I walked into my apartment and, to my horror, thought my boyfriend had been electrocuted. He was sprawled on the kitchen floor by an open electrical outlet with wires sticking out. There was a screwdriver near him, and the skin on his arm and hand was discolored. I ran over and started crying and shaking him. He started laughing and yelled, “April fools!” It hadn’t occurred to me that it was April Fools’ Day, because I truly thought he was dead. He says he thought I’d freak for a moment and then bust out laughing. I’m finding myself unable to forgive him, despite the fact that he says he is sorry and meant it to be a joke.
 –No Laughing Matter

You, like a lot of women, probably love surprises  – just not the sort that leave you kneeling over your boyfriend’s lifeless body, wondering whether to call EMS or the coroner. (What, was there no Saran wrap he could put across the toilet bowl?)

------------------------------------------------------------

• **Directions**
Reproduce the stretch of the April Fools' prank letter above from "You, like a" through "the toilet bowl?)".

------------------------------------------------------------

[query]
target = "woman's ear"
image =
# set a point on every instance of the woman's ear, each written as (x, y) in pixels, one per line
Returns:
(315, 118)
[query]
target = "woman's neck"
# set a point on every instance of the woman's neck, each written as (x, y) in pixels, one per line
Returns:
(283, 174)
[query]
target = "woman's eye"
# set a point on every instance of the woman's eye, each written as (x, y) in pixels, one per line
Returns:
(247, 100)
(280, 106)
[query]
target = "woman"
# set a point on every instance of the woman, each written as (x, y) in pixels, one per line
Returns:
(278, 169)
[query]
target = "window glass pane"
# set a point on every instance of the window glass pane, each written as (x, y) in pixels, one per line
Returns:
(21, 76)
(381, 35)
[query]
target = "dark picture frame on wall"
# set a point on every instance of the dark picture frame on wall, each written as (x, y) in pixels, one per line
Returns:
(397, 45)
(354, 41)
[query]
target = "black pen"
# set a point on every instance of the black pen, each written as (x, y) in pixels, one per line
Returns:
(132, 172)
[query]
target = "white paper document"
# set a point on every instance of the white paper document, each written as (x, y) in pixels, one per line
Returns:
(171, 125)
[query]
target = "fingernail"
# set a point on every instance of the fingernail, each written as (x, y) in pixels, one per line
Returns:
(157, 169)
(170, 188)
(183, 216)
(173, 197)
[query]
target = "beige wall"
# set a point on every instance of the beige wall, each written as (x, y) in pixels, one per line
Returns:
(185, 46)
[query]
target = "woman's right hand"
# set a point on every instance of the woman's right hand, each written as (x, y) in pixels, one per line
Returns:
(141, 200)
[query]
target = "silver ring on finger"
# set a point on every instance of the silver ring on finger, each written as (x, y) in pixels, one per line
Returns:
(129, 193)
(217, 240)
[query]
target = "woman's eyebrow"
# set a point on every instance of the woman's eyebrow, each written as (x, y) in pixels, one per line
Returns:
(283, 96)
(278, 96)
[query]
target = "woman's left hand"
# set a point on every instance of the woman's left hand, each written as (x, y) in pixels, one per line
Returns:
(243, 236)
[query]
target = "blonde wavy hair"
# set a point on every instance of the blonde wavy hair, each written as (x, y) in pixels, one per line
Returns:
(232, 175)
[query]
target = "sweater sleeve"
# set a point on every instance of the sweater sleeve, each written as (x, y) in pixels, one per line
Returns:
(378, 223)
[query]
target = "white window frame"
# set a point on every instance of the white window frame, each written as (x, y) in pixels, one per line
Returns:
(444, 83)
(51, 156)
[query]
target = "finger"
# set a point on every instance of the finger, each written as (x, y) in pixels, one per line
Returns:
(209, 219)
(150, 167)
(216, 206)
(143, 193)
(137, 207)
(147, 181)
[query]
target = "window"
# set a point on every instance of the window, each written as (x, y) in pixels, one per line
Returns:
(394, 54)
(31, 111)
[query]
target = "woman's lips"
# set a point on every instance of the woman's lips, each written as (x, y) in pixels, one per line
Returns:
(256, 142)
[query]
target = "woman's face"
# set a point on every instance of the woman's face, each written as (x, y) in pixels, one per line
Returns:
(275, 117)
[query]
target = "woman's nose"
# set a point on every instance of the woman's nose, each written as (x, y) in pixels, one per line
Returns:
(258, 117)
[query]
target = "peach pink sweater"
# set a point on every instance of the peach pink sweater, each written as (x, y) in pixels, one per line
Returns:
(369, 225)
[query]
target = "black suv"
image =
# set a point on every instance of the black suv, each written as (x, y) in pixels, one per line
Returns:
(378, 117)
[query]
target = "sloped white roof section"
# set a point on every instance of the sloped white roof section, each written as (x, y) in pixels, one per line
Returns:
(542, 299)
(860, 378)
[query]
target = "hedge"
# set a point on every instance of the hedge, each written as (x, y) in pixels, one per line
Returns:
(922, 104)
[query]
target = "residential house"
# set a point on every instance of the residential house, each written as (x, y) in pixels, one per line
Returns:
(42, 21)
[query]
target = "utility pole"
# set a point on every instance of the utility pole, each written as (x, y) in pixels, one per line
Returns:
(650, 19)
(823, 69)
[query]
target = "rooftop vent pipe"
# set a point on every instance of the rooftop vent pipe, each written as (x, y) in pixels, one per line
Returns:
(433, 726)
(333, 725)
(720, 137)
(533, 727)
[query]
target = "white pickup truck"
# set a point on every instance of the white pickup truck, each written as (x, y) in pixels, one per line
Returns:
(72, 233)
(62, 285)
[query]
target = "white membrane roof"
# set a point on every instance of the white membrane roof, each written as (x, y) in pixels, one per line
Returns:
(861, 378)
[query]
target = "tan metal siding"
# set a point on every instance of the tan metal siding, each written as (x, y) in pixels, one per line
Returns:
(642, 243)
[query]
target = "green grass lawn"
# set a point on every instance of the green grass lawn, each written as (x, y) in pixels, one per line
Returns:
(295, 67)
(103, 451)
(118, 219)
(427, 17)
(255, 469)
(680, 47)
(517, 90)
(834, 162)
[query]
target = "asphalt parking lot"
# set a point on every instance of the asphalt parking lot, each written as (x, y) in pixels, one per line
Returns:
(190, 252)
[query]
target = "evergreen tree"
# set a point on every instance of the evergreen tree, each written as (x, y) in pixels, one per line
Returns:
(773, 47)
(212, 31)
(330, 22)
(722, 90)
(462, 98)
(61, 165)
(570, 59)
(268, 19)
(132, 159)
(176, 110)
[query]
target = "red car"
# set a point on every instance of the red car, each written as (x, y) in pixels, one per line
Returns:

------------------------------------------------------------

• **Exercise result**
You, like a lot of women, probably love surprises  – just not the sort that leave you kneeling over your boyfriend’s lifeless body, wondering whether to call EMS or the coroner. (What, was there no Saran wrap he could put across the toilet bowl?)